- **Records supplied**:
───
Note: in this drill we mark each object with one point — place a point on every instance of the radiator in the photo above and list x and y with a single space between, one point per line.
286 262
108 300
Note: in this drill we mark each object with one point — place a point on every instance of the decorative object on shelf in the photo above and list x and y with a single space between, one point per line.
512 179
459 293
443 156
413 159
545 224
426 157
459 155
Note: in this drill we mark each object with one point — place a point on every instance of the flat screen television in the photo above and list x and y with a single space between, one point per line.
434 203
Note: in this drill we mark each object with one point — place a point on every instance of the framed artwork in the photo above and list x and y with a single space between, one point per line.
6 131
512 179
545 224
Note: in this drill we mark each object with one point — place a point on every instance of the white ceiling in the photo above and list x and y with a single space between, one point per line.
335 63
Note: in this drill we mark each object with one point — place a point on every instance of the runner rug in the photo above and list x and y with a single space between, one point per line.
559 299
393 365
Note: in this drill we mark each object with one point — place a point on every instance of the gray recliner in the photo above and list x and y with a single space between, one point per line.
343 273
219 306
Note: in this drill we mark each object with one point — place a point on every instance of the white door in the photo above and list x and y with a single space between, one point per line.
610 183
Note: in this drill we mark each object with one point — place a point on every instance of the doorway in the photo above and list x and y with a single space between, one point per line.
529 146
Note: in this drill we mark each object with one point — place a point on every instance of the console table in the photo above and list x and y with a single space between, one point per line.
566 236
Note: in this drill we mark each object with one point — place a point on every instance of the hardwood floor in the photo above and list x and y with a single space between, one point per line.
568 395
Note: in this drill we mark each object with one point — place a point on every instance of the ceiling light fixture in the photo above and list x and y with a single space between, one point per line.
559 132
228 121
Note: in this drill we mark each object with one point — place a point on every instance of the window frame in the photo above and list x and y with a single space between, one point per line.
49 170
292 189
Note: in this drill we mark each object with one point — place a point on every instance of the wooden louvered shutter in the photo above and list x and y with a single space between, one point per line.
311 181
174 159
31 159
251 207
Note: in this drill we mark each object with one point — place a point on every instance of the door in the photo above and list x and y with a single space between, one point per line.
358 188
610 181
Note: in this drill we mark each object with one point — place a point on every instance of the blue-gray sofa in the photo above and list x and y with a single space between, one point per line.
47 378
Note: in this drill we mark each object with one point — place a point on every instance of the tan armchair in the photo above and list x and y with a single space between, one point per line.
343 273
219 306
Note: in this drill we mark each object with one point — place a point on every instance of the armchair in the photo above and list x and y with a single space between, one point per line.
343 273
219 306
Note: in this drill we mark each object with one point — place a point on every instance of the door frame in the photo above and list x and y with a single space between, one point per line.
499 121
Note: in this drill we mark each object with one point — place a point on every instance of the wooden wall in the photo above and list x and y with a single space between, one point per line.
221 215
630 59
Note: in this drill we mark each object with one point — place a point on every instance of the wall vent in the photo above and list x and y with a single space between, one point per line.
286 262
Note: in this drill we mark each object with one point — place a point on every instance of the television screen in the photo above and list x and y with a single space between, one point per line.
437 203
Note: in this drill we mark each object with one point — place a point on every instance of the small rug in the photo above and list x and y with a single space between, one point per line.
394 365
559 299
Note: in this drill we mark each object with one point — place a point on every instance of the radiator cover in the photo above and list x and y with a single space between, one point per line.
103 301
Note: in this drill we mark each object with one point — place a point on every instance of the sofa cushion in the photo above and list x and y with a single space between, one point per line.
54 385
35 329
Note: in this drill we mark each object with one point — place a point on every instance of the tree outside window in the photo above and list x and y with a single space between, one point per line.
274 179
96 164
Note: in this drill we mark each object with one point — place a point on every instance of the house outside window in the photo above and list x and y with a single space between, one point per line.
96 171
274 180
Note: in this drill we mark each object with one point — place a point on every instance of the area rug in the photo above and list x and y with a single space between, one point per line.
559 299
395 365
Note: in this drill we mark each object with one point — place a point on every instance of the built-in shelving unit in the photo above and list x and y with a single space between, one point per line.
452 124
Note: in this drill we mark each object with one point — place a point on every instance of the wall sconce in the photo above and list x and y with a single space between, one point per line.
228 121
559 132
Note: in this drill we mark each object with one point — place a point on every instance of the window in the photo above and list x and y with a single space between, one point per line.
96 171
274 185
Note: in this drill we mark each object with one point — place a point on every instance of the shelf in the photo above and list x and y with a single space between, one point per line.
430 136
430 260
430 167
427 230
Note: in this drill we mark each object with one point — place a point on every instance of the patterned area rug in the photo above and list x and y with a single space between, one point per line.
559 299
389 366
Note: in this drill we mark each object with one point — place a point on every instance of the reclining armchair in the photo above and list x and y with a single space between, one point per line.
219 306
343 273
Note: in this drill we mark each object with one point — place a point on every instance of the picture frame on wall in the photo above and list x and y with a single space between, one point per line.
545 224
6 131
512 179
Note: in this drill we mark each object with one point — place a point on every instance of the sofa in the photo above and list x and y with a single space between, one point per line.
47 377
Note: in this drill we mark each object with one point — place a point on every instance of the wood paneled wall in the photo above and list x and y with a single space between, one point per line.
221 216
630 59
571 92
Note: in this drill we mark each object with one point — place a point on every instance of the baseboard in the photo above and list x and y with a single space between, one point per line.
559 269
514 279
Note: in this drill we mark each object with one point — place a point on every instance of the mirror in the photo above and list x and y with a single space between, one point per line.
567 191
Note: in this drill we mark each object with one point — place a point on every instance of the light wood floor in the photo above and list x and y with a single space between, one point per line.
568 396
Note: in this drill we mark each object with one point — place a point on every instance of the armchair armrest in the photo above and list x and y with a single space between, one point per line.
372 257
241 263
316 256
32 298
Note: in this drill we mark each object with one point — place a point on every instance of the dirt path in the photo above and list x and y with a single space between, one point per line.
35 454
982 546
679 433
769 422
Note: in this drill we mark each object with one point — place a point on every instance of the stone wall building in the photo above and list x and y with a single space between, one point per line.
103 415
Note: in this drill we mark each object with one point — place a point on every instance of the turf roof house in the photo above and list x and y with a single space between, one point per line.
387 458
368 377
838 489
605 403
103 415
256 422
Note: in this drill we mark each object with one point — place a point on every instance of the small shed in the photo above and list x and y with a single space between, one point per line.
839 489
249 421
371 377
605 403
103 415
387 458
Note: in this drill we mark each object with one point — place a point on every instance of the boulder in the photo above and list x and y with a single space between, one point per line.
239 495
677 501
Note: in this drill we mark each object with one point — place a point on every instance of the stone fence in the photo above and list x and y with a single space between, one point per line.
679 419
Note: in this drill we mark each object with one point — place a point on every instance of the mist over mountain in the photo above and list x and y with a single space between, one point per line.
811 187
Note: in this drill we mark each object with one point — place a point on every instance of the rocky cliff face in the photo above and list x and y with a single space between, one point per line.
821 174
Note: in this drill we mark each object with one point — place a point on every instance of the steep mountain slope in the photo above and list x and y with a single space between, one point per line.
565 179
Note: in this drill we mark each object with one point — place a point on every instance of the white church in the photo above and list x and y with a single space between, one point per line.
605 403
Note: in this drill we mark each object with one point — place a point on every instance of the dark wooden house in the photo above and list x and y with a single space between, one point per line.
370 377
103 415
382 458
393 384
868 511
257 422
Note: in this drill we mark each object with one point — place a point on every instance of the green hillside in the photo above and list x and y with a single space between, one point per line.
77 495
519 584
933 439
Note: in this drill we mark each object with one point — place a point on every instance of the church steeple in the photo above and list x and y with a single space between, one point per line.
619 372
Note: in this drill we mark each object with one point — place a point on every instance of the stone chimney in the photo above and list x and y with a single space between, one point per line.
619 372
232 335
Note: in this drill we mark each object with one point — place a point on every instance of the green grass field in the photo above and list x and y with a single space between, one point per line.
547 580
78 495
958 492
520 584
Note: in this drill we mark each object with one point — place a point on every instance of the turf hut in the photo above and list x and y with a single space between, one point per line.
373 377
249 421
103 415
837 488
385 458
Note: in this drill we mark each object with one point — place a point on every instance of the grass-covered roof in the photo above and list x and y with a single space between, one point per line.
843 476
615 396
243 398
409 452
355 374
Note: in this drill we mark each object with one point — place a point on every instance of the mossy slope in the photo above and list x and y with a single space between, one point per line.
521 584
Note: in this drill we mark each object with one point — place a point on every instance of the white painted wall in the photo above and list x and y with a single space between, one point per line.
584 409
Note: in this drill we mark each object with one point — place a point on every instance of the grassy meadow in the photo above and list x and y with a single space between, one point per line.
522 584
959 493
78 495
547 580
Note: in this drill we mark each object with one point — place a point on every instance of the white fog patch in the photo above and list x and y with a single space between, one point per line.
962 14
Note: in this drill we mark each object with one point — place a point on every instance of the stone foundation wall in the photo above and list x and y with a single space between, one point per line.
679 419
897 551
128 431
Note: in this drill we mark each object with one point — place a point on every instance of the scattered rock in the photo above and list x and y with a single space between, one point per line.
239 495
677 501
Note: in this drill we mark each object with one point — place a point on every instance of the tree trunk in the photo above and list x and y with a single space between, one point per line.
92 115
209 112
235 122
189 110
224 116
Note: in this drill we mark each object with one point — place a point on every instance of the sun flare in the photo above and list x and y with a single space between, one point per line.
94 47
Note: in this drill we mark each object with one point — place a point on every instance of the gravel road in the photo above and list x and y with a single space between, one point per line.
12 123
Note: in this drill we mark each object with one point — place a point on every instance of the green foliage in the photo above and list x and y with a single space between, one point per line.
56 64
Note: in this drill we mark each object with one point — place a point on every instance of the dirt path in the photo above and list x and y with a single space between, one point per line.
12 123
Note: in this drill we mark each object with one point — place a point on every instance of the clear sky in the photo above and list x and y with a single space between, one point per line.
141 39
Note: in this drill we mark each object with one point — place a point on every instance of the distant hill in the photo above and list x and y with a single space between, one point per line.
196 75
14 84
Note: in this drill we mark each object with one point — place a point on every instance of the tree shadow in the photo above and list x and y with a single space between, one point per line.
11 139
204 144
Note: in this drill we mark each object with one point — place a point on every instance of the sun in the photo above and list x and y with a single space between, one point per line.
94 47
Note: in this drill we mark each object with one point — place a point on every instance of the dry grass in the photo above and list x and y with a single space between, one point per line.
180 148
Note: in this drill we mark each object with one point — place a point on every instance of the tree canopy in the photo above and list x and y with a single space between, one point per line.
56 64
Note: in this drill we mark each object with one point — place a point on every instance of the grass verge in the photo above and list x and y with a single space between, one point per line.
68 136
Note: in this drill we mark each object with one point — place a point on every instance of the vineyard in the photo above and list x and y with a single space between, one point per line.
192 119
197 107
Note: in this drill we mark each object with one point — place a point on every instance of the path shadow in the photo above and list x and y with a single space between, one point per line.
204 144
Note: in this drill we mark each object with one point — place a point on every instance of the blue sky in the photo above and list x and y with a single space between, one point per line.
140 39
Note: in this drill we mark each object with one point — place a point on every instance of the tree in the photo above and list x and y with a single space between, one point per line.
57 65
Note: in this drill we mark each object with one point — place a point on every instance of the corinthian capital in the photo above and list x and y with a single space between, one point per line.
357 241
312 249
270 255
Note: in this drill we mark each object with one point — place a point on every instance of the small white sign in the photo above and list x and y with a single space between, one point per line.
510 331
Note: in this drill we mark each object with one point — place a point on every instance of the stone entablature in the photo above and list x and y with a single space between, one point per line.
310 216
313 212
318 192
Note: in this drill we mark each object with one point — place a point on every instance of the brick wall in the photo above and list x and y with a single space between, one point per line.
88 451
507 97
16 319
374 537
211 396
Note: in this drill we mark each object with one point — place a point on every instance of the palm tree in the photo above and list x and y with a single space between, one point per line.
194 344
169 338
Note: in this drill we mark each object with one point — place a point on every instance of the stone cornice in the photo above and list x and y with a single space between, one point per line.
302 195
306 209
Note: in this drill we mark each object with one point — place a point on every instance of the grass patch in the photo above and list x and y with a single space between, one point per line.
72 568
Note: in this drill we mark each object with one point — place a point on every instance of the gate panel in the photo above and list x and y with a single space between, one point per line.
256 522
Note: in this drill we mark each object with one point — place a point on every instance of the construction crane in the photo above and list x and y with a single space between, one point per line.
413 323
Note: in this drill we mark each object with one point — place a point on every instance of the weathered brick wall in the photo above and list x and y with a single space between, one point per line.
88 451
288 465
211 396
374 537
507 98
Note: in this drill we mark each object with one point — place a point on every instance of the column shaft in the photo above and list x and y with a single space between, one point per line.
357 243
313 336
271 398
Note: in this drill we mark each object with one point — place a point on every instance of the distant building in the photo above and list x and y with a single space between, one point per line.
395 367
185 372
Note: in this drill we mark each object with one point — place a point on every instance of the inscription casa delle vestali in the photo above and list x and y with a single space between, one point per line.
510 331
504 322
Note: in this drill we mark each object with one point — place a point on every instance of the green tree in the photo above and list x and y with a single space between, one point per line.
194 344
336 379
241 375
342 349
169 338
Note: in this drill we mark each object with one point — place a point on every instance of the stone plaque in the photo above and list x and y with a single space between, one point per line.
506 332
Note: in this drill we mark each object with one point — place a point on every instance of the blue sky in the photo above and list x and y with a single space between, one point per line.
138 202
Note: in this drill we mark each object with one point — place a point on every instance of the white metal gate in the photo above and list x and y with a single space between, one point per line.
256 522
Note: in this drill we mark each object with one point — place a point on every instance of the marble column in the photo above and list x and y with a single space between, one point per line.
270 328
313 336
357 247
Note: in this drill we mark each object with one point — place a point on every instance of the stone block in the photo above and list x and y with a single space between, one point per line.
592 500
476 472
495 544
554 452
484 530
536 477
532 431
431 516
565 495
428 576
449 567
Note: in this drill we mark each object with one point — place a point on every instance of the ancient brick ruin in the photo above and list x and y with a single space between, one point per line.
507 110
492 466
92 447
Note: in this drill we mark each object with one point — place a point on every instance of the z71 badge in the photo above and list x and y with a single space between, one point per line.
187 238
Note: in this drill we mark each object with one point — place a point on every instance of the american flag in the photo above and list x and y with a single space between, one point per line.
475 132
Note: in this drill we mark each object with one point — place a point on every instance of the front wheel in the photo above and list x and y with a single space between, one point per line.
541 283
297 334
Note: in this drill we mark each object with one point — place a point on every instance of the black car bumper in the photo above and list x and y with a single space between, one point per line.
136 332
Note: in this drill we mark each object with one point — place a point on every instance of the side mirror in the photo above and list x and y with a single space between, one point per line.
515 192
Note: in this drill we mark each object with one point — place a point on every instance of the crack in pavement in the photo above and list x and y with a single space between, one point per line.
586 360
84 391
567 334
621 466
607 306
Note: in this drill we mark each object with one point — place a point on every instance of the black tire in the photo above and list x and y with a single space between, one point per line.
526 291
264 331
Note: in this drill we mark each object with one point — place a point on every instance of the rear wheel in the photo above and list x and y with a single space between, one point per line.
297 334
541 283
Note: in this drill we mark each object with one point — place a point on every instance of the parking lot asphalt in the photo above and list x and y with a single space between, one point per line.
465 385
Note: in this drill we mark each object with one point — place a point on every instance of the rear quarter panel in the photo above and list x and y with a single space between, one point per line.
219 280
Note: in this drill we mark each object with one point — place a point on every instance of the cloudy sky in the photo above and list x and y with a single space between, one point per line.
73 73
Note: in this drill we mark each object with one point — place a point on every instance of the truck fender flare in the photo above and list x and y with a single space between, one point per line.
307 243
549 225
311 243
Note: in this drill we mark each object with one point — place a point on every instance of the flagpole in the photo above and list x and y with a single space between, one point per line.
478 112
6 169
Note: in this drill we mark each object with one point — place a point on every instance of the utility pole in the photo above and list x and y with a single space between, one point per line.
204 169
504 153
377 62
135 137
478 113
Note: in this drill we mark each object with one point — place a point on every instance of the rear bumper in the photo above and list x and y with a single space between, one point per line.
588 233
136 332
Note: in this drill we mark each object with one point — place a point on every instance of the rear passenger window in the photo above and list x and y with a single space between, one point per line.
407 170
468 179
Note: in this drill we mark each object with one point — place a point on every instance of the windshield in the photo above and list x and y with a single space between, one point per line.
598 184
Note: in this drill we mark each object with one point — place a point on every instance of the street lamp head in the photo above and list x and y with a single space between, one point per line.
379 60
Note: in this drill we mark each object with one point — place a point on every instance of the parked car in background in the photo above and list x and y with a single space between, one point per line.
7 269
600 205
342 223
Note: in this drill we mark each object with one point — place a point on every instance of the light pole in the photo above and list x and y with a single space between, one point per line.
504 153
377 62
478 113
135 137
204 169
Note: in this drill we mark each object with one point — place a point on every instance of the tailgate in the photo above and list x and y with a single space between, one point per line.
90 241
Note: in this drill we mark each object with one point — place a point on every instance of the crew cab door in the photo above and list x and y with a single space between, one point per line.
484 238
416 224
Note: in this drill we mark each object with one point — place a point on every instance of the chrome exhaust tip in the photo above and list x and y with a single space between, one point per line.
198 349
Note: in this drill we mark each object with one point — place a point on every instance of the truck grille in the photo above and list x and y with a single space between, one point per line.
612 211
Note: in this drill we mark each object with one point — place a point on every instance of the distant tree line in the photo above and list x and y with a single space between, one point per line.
───
- **Objective**:
Transcribe, word for word, every line from the one containing "of the crew" through the final line of the entries, and nothing else.

- **Solution below**:
Note: in this drill we mark each object with one point — place a point on every instance of the crew cab door in the photo above and list x and y with a single space between, one point per line.
484 238
416 224
Note: in this drill we mark each object with one point — place a point on every instance of the chrome exhaust tip in the photo above and list x and y with a single space between, one point per line.
198 349
Note: in this drill we mark each object with one point — place a point on every instance of the truck grille in the photo above and list x and y with a single space between, one point per line.
612 211
Note: in this drill we mark each object with one point — place a point on every instance of the distant tree line in the photo above and list x and y with a single space between, one point per line.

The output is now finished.